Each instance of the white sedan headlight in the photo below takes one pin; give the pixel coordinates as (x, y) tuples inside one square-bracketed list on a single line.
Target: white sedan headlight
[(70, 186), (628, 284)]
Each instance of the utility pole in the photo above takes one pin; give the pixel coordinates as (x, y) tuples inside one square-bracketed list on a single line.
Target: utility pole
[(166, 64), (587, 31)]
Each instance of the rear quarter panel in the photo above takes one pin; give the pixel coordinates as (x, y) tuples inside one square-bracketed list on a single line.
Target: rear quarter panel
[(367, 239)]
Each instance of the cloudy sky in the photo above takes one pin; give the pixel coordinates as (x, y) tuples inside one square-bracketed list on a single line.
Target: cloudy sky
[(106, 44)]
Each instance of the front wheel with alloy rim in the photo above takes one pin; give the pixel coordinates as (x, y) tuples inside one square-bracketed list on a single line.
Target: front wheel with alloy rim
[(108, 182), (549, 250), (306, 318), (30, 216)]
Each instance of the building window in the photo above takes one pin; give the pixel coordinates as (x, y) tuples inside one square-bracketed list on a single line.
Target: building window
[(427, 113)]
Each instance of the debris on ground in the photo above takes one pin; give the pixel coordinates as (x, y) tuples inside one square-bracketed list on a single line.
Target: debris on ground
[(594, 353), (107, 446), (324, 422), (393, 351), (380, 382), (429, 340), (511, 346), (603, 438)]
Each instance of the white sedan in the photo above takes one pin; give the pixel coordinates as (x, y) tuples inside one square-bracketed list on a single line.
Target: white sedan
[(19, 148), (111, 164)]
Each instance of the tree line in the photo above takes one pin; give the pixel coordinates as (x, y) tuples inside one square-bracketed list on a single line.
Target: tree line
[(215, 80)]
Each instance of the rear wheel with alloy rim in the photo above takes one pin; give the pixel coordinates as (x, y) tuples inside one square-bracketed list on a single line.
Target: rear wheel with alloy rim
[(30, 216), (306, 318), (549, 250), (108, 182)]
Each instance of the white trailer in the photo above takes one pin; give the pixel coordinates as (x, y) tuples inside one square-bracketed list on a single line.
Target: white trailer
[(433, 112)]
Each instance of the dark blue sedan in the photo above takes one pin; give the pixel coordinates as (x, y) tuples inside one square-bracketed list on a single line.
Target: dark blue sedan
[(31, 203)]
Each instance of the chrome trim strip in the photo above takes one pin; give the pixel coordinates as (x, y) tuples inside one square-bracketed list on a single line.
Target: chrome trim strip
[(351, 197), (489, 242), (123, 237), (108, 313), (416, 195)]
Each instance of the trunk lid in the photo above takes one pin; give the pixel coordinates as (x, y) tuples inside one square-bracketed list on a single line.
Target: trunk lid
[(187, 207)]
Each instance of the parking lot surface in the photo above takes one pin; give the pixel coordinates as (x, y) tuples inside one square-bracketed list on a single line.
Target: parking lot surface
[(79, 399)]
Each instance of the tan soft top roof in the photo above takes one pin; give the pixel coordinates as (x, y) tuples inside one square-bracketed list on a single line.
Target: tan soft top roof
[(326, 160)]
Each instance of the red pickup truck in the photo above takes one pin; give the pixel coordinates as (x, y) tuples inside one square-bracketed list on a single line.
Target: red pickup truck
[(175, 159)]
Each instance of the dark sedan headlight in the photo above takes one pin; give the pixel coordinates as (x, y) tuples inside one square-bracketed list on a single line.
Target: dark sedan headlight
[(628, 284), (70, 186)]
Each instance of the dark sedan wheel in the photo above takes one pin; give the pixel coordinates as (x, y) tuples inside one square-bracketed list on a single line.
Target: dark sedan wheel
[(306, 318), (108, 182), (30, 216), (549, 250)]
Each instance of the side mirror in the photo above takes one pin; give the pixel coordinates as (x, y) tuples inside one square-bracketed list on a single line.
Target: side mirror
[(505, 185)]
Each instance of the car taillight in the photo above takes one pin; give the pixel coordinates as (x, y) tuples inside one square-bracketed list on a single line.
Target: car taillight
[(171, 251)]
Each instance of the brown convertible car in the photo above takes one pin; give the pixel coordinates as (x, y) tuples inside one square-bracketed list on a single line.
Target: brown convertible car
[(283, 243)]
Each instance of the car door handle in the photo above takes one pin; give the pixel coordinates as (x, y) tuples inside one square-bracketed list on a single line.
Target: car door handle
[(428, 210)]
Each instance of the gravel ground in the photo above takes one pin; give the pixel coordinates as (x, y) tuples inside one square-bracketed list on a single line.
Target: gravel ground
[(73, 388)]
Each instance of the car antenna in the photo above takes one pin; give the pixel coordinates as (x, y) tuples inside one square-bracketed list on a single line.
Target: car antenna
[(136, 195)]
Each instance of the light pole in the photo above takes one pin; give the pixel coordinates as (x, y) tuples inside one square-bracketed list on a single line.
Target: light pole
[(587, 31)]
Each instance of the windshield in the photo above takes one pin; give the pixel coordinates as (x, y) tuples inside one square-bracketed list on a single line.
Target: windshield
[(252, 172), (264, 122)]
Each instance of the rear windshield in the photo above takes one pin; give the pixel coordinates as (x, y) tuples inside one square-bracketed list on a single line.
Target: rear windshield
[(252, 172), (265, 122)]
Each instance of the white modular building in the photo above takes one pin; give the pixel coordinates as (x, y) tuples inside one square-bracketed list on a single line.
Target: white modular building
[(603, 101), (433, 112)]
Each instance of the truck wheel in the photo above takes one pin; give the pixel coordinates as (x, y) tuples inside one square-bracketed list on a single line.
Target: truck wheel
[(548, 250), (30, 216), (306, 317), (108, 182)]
+---+
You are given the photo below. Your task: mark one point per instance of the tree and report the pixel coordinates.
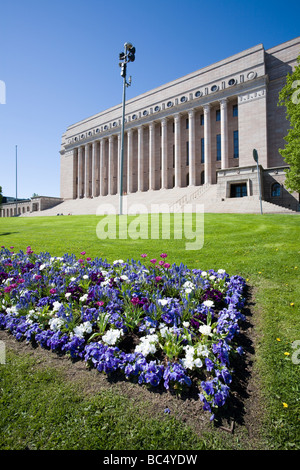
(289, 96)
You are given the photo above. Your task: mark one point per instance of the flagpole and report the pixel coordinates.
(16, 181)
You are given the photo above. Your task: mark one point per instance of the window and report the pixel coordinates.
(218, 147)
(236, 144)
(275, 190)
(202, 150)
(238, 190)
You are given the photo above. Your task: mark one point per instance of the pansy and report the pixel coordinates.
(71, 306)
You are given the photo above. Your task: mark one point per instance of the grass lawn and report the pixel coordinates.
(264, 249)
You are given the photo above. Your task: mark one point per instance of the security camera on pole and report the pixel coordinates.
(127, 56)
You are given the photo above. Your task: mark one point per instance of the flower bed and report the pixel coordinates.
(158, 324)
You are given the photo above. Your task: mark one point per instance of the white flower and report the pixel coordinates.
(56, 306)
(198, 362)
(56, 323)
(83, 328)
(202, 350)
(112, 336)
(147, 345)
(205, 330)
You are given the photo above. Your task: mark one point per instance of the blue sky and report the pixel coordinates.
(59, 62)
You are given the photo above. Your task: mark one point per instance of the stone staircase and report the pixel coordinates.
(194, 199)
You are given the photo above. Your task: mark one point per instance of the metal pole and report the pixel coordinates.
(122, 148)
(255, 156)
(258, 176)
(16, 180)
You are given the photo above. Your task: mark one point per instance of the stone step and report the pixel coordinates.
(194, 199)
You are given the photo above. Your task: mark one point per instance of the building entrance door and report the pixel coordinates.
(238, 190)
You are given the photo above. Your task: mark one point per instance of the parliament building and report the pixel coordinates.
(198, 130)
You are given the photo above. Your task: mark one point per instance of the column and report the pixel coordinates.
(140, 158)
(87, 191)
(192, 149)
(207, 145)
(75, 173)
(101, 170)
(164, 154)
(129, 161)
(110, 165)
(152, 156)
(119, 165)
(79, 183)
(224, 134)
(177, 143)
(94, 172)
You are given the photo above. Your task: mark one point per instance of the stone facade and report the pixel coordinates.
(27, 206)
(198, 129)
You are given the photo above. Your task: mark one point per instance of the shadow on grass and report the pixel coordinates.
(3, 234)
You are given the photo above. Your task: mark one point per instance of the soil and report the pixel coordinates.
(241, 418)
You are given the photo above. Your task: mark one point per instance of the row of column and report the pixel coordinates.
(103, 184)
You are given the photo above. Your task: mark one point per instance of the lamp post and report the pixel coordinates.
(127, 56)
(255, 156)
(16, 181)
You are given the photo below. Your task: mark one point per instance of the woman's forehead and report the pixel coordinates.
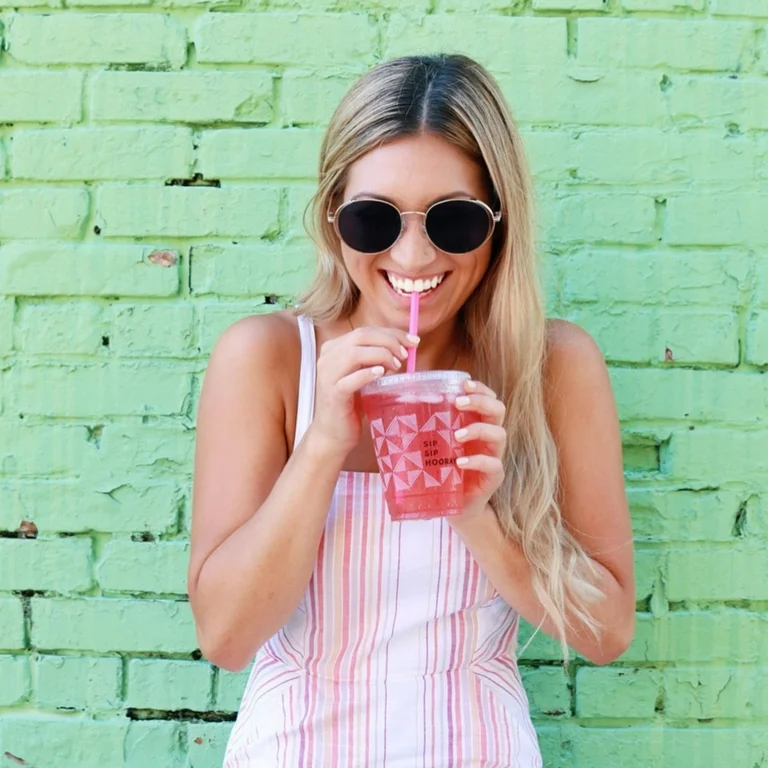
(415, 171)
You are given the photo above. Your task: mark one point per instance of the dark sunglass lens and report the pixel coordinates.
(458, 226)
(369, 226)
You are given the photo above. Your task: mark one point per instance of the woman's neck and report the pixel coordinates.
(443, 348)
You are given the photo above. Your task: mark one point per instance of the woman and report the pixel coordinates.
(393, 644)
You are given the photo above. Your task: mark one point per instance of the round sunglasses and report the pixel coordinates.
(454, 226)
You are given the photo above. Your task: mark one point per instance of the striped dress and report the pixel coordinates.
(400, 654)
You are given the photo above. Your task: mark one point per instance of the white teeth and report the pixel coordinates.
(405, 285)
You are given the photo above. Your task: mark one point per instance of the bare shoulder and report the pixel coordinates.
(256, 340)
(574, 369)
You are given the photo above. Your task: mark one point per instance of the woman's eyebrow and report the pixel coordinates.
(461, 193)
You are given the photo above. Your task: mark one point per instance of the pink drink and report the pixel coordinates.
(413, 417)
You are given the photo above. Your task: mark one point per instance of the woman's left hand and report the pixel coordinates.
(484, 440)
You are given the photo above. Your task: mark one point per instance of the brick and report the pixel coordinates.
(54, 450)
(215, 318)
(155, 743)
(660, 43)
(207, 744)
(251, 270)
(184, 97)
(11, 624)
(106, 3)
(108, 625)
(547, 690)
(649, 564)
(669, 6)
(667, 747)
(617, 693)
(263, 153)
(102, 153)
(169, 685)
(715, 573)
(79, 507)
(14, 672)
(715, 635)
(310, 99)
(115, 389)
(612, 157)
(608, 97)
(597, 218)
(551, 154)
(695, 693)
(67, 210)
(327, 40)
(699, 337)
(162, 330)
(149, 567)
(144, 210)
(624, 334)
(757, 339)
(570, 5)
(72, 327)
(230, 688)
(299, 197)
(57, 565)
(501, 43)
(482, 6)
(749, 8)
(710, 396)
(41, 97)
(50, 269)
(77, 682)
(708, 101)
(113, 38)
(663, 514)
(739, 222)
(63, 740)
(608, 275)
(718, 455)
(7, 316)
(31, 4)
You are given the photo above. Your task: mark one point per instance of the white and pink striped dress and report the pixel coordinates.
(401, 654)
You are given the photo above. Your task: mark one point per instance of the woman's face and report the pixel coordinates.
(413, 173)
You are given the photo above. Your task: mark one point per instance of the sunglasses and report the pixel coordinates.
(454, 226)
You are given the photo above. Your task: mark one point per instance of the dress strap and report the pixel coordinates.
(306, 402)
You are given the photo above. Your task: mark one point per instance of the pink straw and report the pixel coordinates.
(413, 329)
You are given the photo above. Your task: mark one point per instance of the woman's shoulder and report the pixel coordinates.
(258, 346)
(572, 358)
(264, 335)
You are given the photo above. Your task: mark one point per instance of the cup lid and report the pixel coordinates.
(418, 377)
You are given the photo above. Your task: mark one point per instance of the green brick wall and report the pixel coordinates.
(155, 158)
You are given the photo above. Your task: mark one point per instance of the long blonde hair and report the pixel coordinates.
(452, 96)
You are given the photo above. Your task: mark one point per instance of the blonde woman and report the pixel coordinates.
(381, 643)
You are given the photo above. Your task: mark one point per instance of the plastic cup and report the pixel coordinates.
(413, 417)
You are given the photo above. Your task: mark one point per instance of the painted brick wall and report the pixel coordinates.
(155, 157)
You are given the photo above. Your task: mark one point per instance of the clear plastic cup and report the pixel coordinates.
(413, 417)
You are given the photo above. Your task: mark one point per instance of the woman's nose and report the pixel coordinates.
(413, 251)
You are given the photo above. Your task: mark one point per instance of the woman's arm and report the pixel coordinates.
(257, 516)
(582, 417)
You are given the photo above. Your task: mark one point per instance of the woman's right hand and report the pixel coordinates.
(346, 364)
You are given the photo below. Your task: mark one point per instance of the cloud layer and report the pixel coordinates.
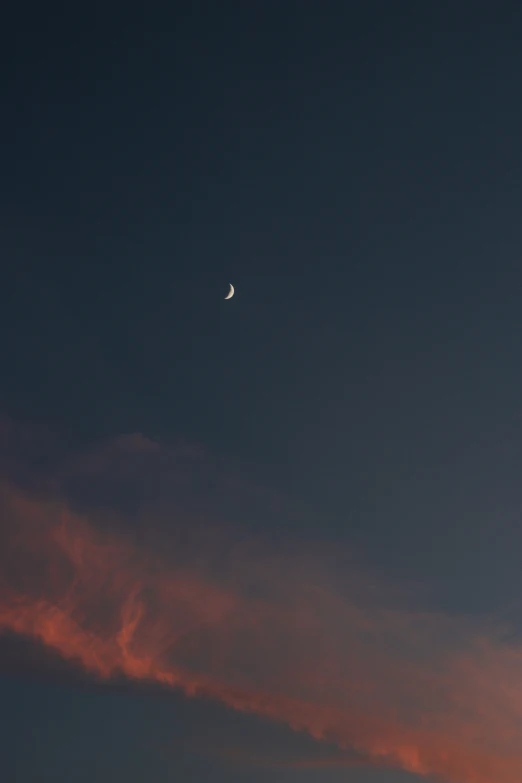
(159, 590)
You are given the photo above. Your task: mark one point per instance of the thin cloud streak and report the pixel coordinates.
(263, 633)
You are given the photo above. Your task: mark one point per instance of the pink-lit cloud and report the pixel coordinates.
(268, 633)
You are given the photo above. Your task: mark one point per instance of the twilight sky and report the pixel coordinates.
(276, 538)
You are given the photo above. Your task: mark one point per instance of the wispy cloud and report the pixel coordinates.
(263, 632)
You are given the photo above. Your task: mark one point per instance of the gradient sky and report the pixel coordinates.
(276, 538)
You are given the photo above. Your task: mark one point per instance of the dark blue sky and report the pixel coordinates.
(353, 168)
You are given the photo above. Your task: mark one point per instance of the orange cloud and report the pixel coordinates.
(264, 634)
+---+
__問題__:
「Each instance of the white sedan headlight」を含む行から始め、「[(166, 64), (587, 31)]」を含む行まで(両端を含む)を、列名を「本文」と「正解」とする2列のCSVとして出力せよ。正解1つにつき1行とし、本文にはその正解の直前にある行をまとめて入れ、各欄を二重引用符で囲み、改行は空白に置き換えること。

__正解__:
本文,正解
"Each instance of the white sedan headlight in the photo below takes one pin; give the pixel coordinates as (x, y) tuples inside one square-bracketed list on a single line. Target: white sedan headlight","[(70, 186), (628, 284)]"
"Each instance of the utility pole in the photo above takes one pin; give the pixel coordinates as (x, y) tuples inside one square-bracketed list on a single line. Target: utility pole","[(166, 64), (587, 31)]"